## Work to complete
Pick out every line in the entries below that contains the word "field", and copy each one.
——————————
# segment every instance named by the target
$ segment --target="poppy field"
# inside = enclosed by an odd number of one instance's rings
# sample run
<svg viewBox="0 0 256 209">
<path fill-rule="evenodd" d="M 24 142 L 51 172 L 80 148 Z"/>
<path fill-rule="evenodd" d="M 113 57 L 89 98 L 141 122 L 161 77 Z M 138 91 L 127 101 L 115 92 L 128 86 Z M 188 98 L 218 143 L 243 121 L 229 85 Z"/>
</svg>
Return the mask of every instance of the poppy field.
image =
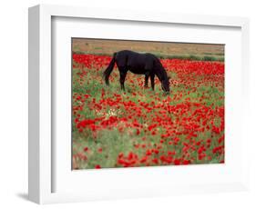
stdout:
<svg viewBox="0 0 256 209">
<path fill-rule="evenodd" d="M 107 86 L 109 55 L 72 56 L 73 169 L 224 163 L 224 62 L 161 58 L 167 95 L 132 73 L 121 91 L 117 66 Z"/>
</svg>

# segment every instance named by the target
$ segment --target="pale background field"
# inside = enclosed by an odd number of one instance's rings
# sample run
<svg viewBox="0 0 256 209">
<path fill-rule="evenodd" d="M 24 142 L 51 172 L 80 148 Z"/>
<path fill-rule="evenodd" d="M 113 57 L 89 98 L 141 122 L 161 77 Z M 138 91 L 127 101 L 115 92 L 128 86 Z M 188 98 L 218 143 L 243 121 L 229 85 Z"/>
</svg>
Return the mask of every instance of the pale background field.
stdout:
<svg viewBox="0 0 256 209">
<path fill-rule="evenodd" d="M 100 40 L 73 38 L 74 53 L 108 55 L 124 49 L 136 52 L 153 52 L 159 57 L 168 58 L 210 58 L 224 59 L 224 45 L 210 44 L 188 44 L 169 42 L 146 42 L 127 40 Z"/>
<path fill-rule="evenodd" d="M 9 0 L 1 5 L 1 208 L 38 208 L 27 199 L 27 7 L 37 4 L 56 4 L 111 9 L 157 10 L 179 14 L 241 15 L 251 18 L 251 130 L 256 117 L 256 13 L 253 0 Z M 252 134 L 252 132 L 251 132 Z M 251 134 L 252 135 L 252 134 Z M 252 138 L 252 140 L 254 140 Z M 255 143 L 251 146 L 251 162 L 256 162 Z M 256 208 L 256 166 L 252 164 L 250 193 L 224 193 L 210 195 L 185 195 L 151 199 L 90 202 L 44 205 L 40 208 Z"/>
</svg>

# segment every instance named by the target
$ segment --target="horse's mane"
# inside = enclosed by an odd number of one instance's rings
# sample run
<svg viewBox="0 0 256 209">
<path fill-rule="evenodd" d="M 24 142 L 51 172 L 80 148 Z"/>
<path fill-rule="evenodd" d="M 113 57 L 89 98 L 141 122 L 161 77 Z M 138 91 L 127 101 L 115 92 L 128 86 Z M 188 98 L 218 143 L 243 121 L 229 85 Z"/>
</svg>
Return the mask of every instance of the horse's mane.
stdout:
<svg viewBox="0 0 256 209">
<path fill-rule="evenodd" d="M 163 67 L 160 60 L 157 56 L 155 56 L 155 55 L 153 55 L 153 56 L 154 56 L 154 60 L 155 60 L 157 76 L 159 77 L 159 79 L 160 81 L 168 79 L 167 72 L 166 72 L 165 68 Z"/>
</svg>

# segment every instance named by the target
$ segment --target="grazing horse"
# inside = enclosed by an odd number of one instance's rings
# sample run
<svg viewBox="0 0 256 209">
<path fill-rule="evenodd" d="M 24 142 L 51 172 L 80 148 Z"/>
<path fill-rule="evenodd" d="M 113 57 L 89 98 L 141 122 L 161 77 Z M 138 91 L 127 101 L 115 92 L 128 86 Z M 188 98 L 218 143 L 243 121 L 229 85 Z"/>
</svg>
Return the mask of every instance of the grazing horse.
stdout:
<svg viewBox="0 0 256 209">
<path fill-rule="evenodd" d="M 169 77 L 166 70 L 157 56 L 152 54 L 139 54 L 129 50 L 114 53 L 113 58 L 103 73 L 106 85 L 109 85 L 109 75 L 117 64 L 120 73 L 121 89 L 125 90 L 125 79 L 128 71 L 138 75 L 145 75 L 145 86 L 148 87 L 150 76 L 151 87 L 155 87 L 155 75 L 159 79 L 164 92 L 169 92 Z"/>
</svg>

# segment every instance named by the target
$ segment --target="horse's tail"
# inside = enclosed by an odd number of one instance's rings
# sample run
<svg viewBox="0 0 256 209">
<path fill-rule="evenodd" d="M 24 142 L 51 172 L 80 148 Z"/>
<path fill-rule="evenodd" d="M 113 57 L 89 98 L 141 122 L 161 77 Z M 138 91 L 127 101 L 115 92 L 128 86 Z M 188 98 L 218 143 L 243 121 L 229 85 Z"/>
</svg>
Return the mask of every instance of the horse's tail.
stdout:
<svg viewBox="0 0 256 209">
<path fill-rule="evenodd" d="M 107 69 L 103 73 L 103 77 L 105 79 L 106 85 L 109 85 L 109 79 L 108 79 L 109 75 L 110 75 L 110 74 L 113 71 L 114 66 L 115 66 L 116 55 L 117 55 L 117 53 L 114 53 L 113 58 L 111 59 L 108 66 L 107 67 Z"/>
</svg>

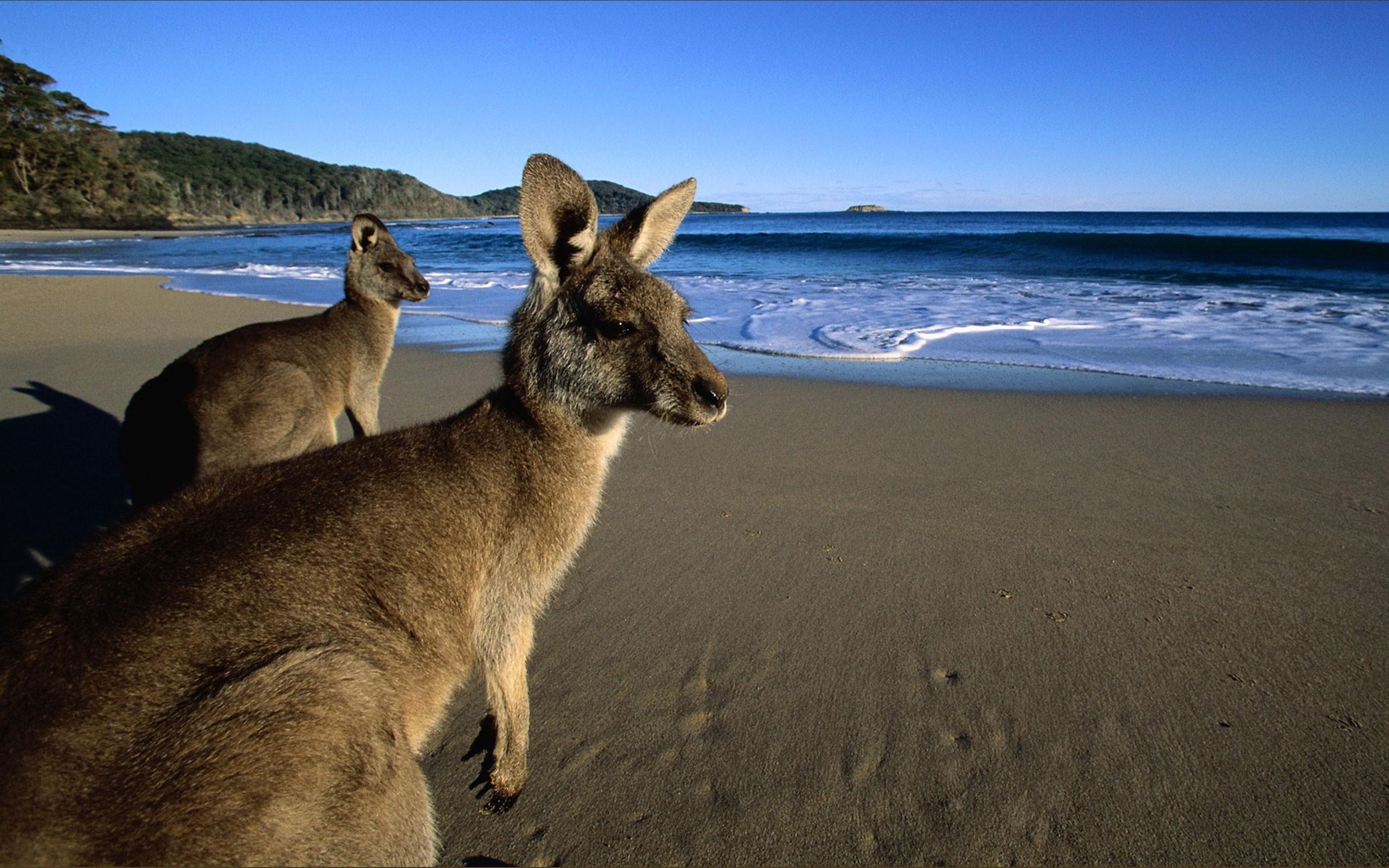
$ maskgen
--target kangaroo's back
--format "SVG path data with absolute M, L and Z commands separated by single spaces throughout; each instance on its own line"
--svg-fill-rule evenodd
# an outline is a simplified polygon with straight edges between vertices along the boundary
——————————
## Problem solution
$ segment --target="poppy field"
Return the mask of every instance of the poppy field.
$ segment --target="pale background field"
Return the mask of every instance of the pale background field.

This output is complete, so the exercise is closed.